__Objectives__
A. List each distinct parameter name that appears under a Parameters heading in the collection API reference, giving each name only once.
B. Using the collection API reference, state whether each statement below agrees with the text. Answer yes or no, and quote the words that decide it.
(i) The sample method draws its sample with replacement.
(ii) The sample method raises a ValueError when the requested sample size exceeds the collection size.
(iii) Each group returned by the grouping method is a collection of the same type as the original.
C. Continue the collection API reference from the point at which it ends.

__Passage given__
--------------------
Group items by one or more keys and return a GroupBy instance.

This method organizes items into groups based on the specified keys and returns a GroupBy instance that contains the grouped collections. The GroupBy instance behaves like a dictionary, allowing access to collections for each group key.

Parameters

*by : str — The keys to group by. If a single key is provided, its value will be used as the group key. If multiple keys are provided, a tuple of their values will be used as the group key. Keys can use dot notation (e.g., "model.type") to access nested configuration values.

Returns

GroupBy[Self, I] — A GroupBy instance containing the grouped items. Each group is a collection of the same type as the original.

source method Collection.sample(k: int, seed: int | None = None) → Self

Sample a random subset of items from the collection.

This method returns a new collection containing a random sample of items from the original collection. The sample is drawn without replacement, meaning each item can only appear once in the sample.

Parameters

k : int — The number of items to sample.
seed : int | None — The seed for the random number generator. If provided, the sample will be reproducible.

Returns

Self — A new collection containing a random sample of items.

Raises

ValueError — If the sample size is greater than the collection size.

source method Collection.shuffle(seed: int | None = None) → Self

Shuffle the items in the collection.

This method returns a new collection with the items in random order.

Parameters

seed : int | None — The seed for the random number generator. If provided, the sample will be reproducible.

Returns

Self — A new collection containing the items in random order.

source method Collection.eq(left: str, right: str, *, default: Any | Callable[[I], Any] = MISSING) → Callable[[I], bool]

Create a predicate function that checks if two attributes are equal.

Parameters

left : str — The name of the left attribute to compare.
right : str — The name of the right attribute to compare.
default : Any | Callable[[I], Any], optional — The default value to use if either attribute is not found. If callable, it will be called with the item.

Returns

Callable[[I], bool] — A function that takes an item and returns True if the values of the specified attributes are equal.

Examples

# Find items where attribute 'a' equals attribute 'b'
equal_items = collection.filter(collection.eq('a', 'b'))
--------------------
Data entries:
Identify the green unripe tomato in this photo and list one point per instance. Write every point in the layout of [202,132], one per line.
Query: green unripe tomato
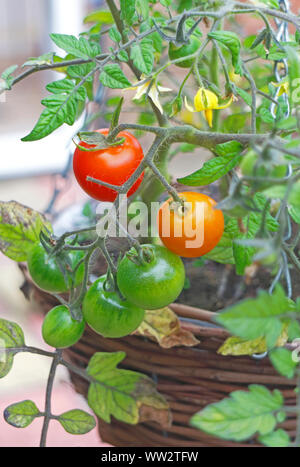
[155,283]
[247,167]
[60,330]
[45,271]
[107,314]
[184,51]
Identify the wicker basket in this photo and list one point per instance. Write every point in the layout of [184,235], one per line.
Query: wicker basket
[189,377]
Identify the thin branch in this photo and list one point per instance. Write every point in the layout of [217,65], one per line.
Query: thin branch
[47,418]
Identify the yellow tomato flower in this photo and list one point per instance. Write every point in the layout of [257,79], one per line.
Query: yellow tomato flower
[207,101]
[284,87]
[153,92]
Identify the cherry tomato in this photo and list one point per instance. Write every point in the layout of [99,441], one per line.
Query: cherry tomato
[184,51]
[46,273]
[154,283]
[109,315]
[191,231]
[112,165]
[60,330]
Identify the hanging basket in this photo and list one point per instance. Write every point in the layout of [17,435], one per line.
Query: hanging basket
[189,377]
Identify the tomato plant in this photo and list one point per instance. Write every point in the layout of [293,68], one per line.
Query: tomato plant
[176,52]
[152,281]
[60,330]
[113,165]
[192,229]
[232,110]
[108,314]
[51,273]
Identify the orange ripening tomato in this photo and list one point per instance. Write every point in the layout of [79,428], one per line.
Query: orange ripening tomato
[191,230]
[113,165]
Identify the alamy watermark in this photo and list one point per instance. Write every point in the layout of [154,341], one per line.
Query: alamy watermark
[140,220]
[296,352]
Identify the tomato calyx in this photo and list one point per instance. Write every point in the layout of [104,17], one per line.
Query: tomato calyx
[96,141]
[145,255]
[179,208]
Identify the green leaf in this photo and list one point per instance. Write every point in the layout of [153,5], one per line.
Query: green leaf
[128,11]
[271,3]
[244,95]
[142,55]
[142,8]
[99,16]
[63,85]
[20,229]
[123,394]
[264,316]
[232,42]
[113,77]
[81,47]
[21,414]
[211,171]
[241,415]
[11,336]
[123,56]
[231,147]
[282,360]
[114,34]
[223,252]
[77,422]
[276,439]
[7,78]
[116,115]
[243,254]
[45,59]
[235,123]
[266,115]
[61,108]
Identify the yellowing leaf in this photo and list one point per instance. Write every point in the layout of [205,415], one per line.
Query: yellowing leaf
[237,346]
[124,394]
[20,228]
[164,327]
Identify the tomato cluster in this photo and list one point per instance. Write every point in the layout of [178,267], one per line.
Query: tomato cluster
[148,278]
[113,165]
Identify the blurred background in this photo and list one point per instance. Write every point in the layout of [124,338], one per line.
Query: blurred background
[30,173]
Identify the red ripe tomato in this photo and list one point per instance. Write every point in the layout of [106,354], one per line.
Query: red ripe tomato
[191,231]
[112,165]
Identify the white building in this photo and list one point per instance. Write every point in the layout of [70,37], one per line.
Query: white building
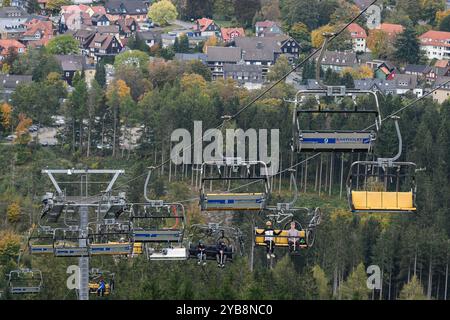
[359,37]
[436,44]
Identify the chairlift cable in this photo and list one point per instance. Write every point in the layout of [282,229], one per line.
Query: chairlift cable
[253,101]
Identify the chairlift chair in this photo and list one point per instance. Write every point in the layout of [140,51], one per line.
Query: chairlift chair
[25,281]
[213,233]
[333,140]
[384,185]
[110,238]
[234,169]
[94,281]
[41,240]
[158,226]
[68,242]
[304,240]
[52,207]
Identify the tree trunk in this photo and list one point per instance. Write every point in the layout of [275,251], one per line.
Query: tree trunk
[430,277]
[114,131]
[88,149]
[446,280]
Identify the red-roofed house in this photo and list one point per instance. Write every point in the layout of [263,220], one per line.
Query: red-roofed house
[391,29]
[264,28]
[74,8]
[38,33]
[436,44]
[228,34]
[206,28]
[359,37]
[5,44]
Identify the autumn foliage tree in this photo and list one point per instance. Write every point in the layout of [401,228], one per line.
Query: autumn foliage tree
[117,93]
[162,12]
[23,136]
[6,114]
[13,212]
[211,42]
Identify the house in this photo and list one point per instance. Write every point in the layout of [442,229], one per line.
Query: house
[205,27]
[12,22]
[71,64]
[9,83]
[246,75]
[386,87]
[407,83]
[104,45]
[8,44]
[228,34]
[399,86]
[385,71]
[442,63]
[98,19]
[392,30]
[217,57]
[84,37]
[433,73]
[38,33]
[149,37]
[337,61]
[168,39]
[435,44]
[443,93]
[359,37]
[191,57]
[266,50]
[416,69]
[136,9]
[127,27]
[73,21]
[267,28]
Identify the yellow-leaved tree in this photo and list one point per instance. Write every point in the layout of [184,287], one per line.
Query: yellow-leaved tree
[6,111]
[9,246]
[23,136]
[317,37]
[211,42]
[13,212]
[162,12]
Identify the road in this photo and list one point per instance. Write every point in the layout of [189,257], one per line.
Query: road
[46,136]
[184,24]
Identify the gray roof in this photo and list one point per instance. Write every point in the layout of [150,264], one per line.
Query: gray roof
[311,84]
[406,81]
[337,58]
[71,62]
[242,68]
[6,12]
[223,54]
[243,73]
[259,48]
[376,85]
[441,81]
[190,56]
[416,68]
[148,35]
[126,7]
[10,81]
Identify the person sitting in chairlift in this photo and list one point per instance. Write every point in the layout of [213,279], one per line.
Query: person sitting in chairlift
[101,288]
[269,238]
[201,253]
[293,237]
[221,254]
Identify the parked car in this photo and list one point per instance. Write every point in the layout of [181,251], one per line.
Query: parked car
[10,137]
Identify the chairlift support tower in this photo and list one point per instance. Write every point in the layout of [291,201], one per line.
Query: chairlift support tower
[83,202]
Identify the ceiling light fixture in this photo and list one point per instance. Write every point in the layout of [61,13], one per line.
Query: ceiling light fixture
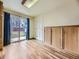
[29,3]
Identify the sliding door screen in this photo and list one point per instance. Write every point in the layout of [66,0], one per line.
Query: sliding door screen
--------------------
__Results by task__
A. *by, k, seed, left, right, default

B.
(i) No: "The sample is drawn without replacement"
(ii) Yes: "ValueError — If the sample size is greater than the collection size."
(iii) Yes: "Each group is a collection of the same type as the original."

C.
source method Collection.ne(left: str, right: str, *, default: Any | Callable[[I], Any] = MISSING) → Callable[[I], bool]

Create a predicate function that checks if two attributes are not equal.

Parameters

left : str — The name of the left attribute to compare.
right : str — The name of the right attribute to compare.
default : Any | Callable[[I], Any], optional — The default value to use if either attribute is not found. If callable, it will be called with the item.

Returns

Callable[[I], bool] — A function that takes an item and returns True if the values of the specified attributes are not equal.

Examples

# Find items where attribute 'a' is not equal to attribute 'b'
unequal_items = collection.filter(collection.ne('a', 'b'))

source method Collection.gt(left: str, right: str, *, default: Any | Callable[[I], Any] = MISSING) → Callable[[I], bool]

Create a predicate function that checks if the left > the right.

Parameters

left : str — The name of the left attribute to compare.
right : str — The name of the right attribute to compare.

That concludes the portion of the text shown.